### YOUR OBJECTIVE:
From the passage about the Tennessee education-reform video, return word for word the stretch from "The 16-minute documentary-style" through "and Tennessee PTA.".

### PASSAGE TO READ:
** START **

The 16-minute documentary-style video — produced by the Business Roundtable with support from the Bill & Melinda Gates Foundation — features interviews with more than a dozen state leaders and education-reform figures, including Gov. Bill Haslam, former Gov. Phil Bredesen, and former U.S. Senate Majority Leader Bill Frist. The video also includes lawmakers, parents, teachers and business leaders from across Tennessee.

“Truth for a Change” can be found online at www.tennesseetruth.com and can be shared on Facebook, Twitter and other social media platforms. The video was developed in association with leading Tennessee education-reform groups, including the State Collaborative on Reforming Education (SCORE), Stand for Children, the Tennessee Business Education Coalition and Tennessee PTA.

“Tennessee is a national leader when it comes to raising standards and striving to make sure every student is ready for a career or college,” said Jim Powell, president of the Tennessee Business Roundtable and founder of the Powell Companies, of Johnson City. “We pleased to tell Tennessee’s story online with this new mini-documentary.”

“The statewide business community is proud of the collective work that’s been accomplished in Tennessee,” added Gregg Morton, president of AT&T Tennessee and vice president of the Business Roundtable. “We hope ‘Truth for a Change’ encourages policymakers, educators, parents, and students to stay the course on education reform.”

The new video’s title is a nod to the event that triggered Tennessee’s standards-reform movement — a 2007 report by the U.S. Chamber of Commerce that gave the state a failing grade for “truth in advertising.”  At that time, the U.S. Chamber said Tennessee wasn’t adequately preparing students for the demands of career and college. In the years since, the state has put in place some of the most rigorous academic standards in the country.

** END **

[Records of labeled points]

** START **

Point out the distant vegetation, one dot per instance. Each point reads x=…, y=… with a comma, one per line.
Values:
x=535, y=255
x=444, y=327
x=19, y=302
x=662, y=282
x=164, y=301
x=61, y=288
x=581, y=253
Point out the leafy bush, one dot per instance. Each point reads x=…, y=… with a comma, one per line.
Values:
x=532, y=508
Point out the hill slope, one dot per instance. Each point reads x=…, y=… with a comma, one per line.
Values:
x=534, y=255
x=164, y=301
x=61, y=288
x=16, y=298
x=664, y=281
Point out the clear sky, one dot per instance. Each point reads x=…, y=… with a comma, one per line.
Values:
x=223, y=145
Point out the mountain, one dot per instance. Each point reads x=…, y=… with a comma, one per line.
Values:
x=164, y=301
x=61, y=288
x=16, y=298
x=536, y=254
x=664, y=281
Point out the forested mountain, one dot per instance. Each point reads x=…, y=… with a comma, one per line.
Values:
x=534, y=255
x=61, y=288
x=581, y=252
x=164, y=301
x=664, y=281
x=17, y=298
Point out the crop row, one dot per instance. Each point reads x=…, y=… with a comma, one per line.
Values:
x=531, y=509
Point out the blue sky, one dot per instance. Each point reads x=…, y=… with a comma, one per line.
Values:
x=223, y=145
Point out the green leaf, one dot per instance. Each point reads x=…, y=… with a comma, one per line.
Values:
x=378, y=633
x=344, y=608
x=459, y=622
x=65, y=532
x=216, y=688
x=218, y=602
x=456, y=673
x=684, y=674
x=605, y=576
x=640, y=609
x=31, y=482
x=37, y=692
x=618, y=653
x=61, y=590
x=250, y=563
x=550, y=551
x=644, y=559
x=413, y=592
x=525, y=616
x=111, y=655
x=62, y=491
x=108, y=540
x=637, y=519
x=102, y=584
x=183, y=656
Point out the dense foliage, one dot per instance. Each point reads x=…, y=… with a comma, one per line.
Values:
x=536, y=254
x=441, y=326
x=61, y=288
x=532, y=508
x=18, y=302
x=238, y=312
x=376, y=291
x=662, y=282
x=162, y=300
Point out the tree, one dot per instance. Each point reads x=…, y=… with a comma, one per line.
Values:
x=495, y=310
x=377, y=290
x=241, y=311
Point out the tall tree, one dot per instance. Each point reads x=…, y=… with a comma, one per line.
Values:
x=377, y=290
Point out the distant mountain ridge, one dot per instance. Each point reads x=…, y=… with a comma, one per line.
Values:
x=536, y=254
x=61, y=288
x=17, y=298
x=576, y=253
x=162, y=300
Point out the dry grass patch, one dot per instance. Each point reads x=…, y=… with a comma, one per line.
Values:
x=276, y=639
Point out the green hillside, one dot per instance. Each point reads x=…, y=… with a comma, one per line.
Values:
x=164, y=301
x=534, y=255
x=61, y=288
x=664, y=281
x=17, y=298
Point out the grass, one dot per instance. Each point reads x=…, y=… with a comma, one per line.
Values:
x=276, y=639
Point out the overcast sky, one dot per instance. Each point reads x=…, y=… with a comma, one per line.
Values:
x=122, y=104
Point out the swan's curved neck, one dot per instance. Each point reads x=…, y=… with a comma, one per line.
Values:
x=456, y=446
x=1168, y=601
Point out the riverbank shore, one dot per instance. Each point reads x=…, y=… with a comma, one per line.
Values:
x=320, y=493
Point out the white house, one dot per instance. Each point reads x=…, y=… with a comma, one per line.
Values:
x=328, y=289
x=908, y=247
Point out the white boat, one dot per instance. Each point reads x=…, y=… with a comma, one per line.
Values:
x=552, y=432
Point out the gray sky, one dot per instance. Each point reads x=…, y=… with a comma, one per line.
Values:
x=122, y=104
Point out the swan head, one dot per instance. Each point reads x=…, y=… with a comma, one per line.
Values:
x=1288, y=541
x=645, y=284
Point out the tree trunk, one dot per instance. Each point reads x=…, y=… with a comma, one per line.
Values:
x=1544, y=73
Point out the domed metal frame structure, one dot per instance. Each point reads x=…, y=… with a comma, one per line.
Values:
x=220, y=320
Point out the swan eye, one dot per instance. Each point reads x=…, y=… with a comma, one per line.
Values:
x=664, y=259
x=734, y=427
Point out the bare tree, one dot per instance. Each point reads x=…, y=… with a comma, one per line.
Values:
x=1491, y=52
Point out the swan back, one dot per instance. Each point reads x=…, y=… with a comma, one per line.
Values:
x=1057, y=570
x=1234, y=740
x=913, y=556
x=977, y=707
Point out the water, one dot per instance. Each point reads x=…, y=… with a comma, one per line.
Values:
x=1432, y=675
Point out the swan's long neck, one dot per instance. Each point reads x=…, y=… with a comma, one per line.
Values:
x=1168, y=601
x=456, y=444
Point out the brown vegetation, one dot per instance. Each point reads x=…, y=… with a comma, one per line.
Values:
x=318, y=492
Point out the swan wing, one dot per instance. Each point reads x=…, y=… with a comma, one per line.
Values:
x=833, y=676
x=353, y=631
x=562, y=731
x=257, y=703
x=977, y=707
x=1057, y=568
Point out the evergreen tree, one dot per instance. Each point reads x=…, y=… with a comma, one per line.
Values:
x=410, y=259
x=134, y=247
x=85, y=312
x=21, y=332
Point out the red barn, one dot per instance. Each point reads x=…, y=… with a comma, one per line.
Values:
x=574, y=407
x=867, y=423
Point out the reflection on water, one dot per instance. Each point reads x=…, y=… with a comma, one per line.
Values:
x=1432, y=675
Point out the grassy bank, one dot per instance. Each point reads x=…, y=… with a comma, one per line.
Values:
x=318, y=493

** END **

### SOLUTION TO THIS PROBLEM:
The 16-minute documentary-style video — produced by the Business Roundtable with support from the Bill & Melinda Gates Foundation — features interviews with more than a dozen state leaders and education-reform figures, including Gov. Bill Haslam, former Gov. Phil Bredesen, and former U.S. Senate Majority Leader Bill Frist. The video also includes lawmakers, parents, teachers and business leaders from across Tennessee.

“Truth for a Change” can be found online at www.tennesseetruth.com and can be shared on Facebook, Twitter and other social media platforms. The video was developed in association with leading Tennessee education-reform groups, including the State Collaborative on Reforming Education (SCORE), Stand for Children, the Tennessee Business Education Coalition and Tennessee PTA.